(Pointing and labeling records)
========================================================================

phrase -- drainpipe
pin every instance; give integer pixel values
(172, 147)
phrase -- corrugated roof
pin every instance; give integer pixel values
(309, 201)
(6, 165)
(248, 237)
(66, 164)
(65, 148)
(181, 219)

========================================================================

[What is needed] Can you rewrite all the records above, requests included, scaling every coordinate in the answers by 1.35 and rounding to the nearest whole number, with halves rounded up?

[The solution]
phrase -- drainpipe
pin every instance; give integer pixel values
(232, 198)
phrase -- corrugated roof
pin every instance; give integer pixel values
(417, 271)
(8, 223)
(335, 320)
(89, 221)
(88, 200)
(244, 296)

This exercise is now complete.